[START OF Text section]

Wednesday, November 11, 2009

Anti-Israel Activism: Coming Soon to a Campus Near You!

Well, here, actually. Next week.

It has been known for quite some time that the Hampshire College Students for Justice in Palestine were planning to hold a national event. The publicity contains the predictable slogans, descriptions, and claims.
What & Where: This fall from November 20th through the 22nd, students, faculty, and staff from around the country who are engaged in Palestine solidarity activism will converge for a conference on campus Boycott, Divestment, and Sanctions (BDS). This conference has three key goals:

1) To co-educate and share resources amongst campus organizers on the process of initiating BDS campaigns on campuses
2) To strategize tactics to address the needs of different campuses in carrying out BDS campaigns
3) To bring together Palestine-solidarity campus groups that have or have not met under a larger network in order to strive towards a coordinated national BDS campaign.

There have been many BDS conferences around the country, but rarely have they focused exclusively on the campus movement. This conference therefore presents an exceptional and important opportunity for this movement.

Why: In July of 2005, “a clear majority of Palestinian civil society called upon international civil society organizations and people of conscience all over the world to impose broad boycotts and implement divestment initiatives against Israel, similar to those applied to South Africa in the apartheid era, until Israel meets its obligation to recognize the Palestinian people's inalienable right to self-determination and fully complies with international law.” In addition, BDS is a non-violent means of protest and action that campuses in the United States can directly engage in to effectively stand in solidarity with the Palestinian people. A similar strategy was adopted in the struggle to end apartheid in South Africa in the 1970’s and 1980’s, and campus groups played a large role in helping spark and maintain that successful movement.
As campus members in the United States, we are directly complicit in perpetuating the injustices committed against the Palestinian people – our schools’ money is invested in companies that directly profit from Israel’s militarism, annexation of Palestinian land, and apartheid practices. After sixty-years of displacement, over forty-years of occupation, a two-year old siege, and in light of the recent invasion of Gaza and the continuing expansion of settlements in the West Bank, we must act now to cultivate the BDS movement in the United States. As members of academic communities, we can engage BDS as a means of applying economic and public pressure on Israel to abide by international law and we can change the discourse around Palestine/Israel in this country.

[END OF Text section]
[START OF Material provided]

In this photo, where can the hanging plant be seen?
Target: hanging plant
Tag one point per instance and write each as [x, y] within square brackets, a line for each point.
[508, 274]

[END OF Material provided]

On which dates does the blog post say the campus Boycott, Divestment, and Sanctions conference will take place? The material comes from a separate source and is unrelated to the blog post.

▶ Response for this exercise: From November 20th through the 22nd.